§ **Your assignment**
Below are records; output all of them exactly.

§ **The input**
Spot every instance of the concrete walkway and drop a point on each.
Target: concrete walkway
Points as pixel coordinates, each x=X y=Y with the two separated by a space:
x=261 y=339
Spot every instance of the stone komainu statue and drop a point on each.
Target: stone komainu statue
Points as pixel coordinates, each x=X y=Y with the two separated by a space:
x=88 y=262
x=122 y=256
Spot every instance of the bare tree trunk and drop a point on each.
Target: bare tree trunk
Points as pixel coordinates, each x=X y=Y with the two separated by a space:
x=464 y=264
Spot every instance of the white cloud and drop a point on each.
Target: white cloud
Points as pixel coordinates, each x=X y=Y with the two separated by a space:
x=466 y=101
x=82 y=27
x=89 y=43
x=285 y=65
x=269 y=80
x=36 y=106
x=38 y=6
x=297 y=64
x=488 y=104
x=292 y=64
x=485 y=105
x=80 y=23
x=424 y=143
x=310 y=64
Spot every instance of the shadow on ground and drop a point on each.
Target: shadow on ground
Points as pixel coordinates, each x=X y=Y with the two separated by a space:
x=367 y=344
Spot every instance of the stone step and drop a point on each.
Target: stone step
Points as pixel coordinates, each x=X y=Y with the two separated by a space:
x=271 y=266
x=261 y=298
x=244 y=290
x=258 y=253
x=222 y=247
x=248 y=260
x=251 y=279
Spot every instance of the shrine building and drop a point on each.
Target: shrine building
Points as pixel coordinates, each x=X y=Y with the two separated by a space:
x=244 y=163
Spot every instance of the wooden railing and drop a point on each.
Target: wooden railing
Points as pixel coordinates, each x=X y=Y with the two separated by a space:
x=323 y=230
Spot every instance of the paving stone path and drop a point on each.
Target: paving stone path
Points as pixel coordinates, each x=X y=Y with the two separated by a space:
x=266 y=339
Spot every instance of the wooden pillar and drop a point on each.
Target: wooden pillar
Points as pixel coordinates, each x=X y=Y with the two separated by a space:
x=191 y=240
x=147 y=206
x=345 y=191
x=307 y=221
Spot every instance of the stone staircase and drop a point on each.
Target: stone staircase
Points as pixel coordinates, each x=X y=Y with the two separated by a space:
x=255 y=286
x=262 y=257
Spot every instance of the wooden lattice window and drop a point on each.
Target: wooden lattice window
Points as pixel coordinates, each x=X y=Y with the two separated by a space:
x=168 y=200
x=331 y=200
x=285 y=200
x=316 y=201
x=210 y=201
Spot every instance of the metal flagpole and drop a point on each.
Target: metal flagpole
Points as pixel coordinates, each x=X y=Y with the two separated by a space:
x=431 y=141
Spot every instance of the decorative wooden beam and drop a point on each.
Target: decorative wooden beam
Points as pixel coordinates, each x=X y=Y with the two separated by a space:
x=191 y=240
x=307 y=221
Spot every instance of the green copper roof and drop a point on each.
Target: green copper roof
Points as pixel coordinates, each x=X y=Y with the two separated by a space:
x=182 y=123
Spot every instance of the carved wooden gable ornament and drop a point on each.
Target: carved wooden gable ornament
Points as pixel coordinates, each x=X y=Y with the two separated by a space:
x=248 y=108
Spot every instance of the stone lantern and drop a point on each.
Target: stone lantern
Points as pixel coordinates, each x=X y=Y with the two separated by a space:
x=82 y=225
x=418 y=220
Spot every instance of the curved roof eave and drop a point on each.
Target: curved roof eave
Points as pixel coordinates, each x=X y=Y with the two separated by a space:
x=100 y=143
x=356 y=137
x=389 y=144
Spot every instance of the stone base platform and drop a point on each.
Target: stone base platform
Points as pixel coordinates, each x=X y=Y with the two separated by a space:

§ **Output of the task**
Spot every instance of the concrete walkway and drop a point on each.
Target: concrete walkway
Points as pixel coordinates, each x=X y=Y with the two separated by a space:
x=261 y=339
Spot every instance of the stone komainu statue and drop a point on each.
Target: stone komainu statue
Points as pixel coordinates, each x=X y=Y with the two separated by a space:
x=88 y=262
x=122 y=256
Spot every instance of the bare tree trunk and drop a point on each.
Target: bare tree trunk
Points as pixel coordinates, each x=X y=Y with the two separated by a space:
x=464 y=264
Spot every instance of the white cloud and drop a point on each.
Target: white cloud
Points as pixel coordinates, each x=X y=Y with the two separated by a space:
x=466 y=101
x=82 y=27
x=89 y=43
x=285 y=65
x=269 y=80
x=36 y=106
x=38 y=6
x=297 y=64
x=488 y=104
x=292 y=64
x=485 y=105
x=80 y=23
x=424 y=143
x=310 y=64
Spot every instance of the shadow on ground and drop a point on each.
Target: shadow on ground
Points as pixel coordinates, each x=X y=Y with the two separated by a space:
x=367 y=344
Spot every instance of the stone step and drop a point on each.
Target: stone step
Points as pixel coordinates, each x=X y=Y with the two separated by a space:
x=271 y=266
x=261 y=298
x=244 y=290
x=258 y=253
x=222 y=247
x=248 y=260
x=251 y=279
Spot every instance of the shrine building and drop a point on each.
Target: shrine building
Points as pixel coordinates, each x=X y=Y with the two separated by a space:
x=244 y=163
Spot every instance of the wooden railing and drop a point on each.
Target: wooden railing
Points as pixel coordinates, each x=X y=Y with the two separated by a space:
x=323 y=230
Spot every instance of the paving stone path and drop a point on each.
Target: paving stone path
Points as pixel coordinates, each x=X y=Y with the two separated by a space:
x=266 y=339
Spot every instance of the wooden pillar and drop a point on each.
Target: wooden pillar
Points as pixel coordinates, each x=X y=Y with the two separated by a space:
x=191 y=240
x=147 y=206
x=345 y=191
x=307 y=221
Spot every instance of the stone staircase and drop a point on each.
Target: stone staircase
Points as pixel coordinates, each x=X y=Y with the two separated by a space:
x=255 y=286
x=262 y=257
Spot every instance of the wooden lattice window and drop a point on each.
Target: wooden lattice window
Points as pixel coordinates, each x=X y=Y with the two separated by a space:
x=168 y=200
x=331 y=200
x=285 y=200
x=316 y=201
x=210 y=201
Spot every instance of the metal flagpole and drop a point on each.
Target: metal flagpole
Points as pixel coordinates, each x=X y=Y with the two separated by a space:
x=431 y=141
Spot every instance of the decorative wooden beam and drop a point on each.
Target: decorative wooden beam
Points as pixel coordinates, each x=X y=Y with the two separated by a space:
x=191 y=240
x=307 y=221
Spot every instance of the green copper roof and drop a point on each.
Target: green copper roof
Points as pixel coordinates, each x=X y=Y with the two separated by a space:
x=182 y=123
Spot every instance of the carved wooden gable ornament and drop a point on each.
Target: carved wooden gable ornament
Points as pixel coordinates, each x=X y=Y with the two separated by a space:
x=248 y=108
Spot every instance of the stone lantern and drop a point on each.
Target: stone lantern
Points as pixel coordinates, each x=X y=Y with the two separated by a space:
x=82 y=225
x=418 y=220
Spot every instance of the curved roof eave and drop a point on each.
Target: curved roof eave
Points as pixel coordinates, each x=X y=Y with the two separated by a space:
x=100 y=143
x=356 y=137
x=389 y=144
Spot every instance of the stone base platform and drop a point on each.
Target: stone base platform
Points as pixel coordinates, each x=X y=Y with the two separated by a space:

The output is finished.